──────── Alıntılanan Veriler

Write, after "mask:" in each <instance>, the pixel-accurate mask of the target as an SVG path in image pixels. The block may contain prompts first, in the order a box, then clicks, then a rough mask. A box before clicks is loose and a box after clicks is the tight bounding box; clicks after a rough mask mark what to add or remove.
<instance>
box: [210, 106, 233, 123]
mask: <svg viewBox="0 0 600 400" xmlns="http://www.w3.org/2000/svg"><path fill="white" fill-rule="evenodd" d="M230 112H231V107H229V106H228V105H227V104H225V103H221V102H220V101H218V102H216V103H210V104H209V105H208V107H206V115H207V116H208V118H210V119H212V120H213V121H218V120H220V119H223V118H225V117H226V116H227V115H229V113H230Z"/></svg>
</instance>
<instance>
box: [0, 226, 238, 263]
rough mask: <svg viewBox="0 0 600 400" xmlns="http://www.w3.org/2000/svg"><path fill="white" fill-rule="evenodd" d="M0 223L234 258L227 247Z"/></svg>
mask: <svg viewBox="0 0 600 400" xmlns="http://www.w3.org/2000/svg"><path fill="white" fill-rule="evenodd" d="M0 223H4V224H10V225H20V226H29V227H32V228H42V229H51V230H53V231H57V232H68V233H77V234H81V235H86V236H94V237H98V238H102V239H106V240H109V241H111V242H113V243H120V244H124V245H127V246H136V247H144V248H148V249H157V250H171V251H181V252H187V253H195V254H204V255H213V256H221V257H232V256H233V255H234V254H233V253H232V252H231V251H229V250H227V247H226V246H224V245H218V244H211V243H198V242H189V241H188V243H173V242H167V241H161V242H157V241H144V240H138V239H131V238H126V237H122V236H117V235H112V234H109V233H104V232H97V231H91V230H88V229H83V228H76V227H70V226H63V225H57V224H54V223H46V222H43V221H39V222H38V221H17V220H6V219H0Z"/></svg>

────────────────

Yapılacak İş
Yukarıdaki satırların hepsini boş olanları atlayarak "No" ve "İçerik" sütunlarından oluşan bir Markdown tablosu olarak düzenleyin. Her satırın numarası "No" sütununa, metni "İçerik" sütununa gelsin.

Yanıtınız
| No | İçerik |
|---|---|
| 1 | Write, after "mask:" in each <instance>, the pixel-accurate mask of the target as an SVG path in image pixels. The block may contain prompts first, in the order a box, then clicks, then a rough mask. A box before clicks is loose and a box after clicks is the tight bounding box; clicks after a rough mask mark what to add or remove. |
| 2 | <instance> |
| 3 | box: [210, 106, 233, 123] |
| 4 | mask: <svg viewBox="0 0 600 400" xmlns="http://www.w3.org/2000/svg"><path fill="white" fill-rule="evenodd" d="M230 112H231V107H229V106H228V105H227V104H225V103H221V102H220V101H218V102H216V103H210V104H209V105H208V107H206V115H207V116H208V118H210V119H212V120H213V121H218V120H220V119H223V118H225V117H226V116H227V115H229V113H230Z"/></svg> |
| 5 | </instance> |
| 6 | <instance> |
| 7 | box: [0, 226, 238, 263] |
| 8 | rough mask: <svg viewBox="0 0 600 400" xmlns="http://www.w3.org/2000/svg"><path fill="white" fill-rule="evenodd" d="M0 223L234 258L227 247Z"/></svg> |
| 9 | mask: <svg viewBox="0 0 600 400" xmlns="http://www.w3.org/2000/svg"><path fill="white" fill-rule="evenodd" d="M0 223H4V224H10V225H20V226H29V227H32V228H42V229H51V230H53V231H57V232H68V233H77V234H81V235H86V236H94V237H98V238H102V239H106V240H109V241H111V242H113V243H120V244H124V245H127V246H136V247H144V248H148V249H157V250H171V251H181V252H187V253H195V254H204V255H213V256H221V257H232V256H233V255H234V254H233V253H232V252H231V251H229V250H227V247H226V246H224V245H218V244H211V243H198V242H189V241H188V243H173V242H167V241H161V242H157V241H144V240H138V239H131V238H126V237H122V236H117V235H112V234H109V233H104V232H97V231H91V230H88V229H83V228H76V227H70V226H63V225H57V224H54V223H46V222H43V221H39V222H38V221H17V220H6V219H0Z"/></svg> |